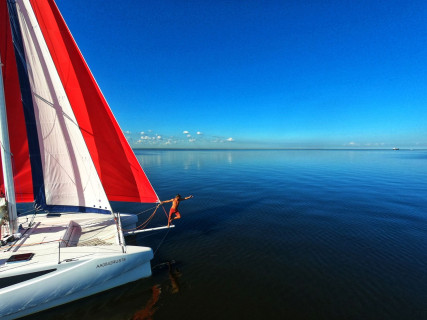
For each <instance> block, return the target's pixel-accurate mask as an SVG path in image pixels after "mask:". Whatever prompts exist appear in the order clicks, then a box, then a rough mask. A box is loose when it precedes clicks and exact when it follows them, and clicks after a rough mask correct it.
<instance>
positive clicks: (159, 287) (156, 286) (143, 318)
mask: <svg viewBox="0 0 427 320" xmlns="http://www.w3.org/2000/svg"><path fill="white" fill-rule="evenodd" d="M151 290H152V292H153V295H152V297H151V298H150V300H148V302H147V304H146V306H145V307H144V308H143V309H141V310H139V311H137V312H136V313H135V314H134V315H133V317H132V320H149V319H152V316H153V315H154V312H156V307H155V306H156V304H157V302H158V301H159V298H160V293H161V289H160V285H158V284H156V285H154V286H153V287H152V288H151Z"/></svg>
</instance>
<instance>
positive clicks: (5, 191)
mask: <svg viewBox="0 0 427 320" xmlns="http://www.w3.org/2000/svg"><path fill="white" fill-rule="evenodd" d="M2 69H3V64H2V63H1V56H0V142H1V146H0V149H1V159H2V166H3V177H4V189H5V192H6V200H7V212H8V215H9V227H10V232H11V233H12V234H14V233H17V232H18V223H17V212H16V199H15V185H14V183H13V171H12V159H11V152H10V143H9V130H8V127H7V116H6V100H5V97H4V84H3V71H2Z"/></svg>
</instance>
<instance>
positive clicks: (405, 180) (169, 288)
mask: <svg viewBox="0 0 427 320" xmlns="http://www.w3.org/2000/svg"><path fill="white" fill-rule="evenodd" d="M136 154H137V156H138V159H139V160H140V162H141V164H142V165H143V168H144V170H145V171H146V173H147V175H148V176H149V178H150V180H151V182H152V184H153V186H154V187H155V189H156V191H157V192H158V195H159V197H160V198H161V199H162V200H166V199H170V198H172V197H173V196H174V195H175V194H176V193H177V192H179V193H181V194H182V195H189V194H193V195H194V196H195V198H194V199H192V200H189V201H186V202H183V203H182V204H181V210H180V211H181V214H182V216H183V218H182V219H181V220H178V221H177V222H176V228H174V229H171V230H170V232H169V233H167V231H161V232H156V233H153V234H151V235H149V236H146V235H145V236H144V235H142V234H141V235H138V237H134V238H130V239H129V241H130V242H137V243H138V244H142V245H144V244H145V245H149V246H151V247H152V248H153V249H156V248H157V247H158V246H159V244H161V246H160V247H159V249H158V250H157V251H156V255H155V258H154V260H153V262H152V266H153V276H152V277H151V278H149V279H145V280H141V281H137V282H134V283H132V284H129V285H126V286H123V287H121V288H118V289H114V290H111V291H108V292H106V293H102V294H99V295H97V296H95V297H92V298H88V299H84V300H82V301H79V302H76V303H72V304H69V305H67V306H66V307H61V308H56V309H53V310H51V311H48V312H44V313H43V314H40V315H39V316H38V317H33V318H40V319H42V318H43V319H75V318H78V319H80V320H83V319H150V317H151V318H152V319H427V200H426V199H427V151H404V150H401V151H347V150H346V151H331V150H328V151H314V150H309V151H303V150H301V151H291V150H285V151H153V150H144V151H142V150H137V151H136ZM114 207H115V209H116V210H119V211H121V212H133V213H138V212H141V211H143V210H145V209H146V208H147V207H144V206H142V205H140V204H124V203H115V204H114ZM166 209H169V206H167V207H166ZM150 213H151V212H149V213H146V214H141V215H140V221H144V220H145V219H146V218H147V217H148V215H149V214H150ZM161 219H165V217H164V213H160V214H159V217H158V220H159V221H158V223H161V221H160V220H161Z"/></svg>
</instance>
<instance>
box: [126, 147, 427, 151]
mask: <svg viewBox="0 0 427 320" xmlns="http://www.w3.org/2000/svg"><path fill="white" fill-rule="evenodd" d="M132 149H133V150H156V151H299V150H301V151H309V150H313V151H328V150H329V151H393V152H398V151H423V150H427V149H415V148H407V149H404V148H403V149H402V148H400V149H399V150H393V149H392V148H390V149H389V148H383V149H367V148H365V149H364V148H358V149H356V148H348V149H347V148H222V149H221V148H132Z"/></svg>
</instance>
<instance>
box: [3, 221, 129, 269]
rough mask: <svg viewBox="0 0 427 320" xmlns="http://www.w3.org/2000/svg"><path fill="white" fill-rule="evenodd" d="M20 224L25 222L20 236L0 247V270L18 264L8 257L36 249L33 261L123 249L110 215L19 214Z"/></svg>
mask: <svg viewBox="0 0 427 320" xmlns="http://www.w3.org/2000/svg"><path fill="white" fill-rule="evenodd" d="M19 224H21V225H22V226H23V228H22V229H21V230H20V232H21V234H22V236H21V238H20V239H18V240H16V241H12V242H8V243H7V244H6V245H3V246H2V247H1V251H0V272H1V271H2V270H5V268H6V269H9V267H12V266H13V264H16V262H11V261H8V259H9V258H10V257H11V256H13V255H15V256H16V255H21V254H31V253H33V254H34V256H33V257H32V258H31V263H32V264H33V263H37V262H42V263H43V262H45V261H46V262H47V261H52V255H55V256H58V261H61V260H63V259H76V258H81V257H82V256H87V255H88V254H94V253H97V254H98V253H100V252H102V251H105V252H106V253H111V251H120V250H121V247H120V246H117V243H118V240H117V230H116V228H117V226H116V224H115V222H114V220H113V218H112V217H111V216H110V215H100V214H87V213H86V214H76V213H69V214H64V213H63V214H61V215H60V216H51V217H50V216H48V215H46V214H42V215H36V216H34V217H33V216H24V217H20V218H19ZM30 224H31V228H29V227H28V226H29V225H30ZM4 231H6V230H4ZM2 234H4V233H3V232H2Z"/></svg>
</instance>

> **What is needed**:
Reproduce the listing from its start through the line containing "positive clicks: (159, 287)", changing "pixel-accurate" to "precise" and leaving everything else as it is. Leave the pictures out.

> **Task output**:
For each <instance> block, return the target's precise mask as an SVG path in image pixels after "mask:". Whatever prompts exist appear in the order clicks, then a box, then a rough mask. A box is loose when it precedes clicks and exact when it follows them, and clicks after a rough mask correct it.
<instance>
positive clicks: (159, 287) (156, 286) (143, 318)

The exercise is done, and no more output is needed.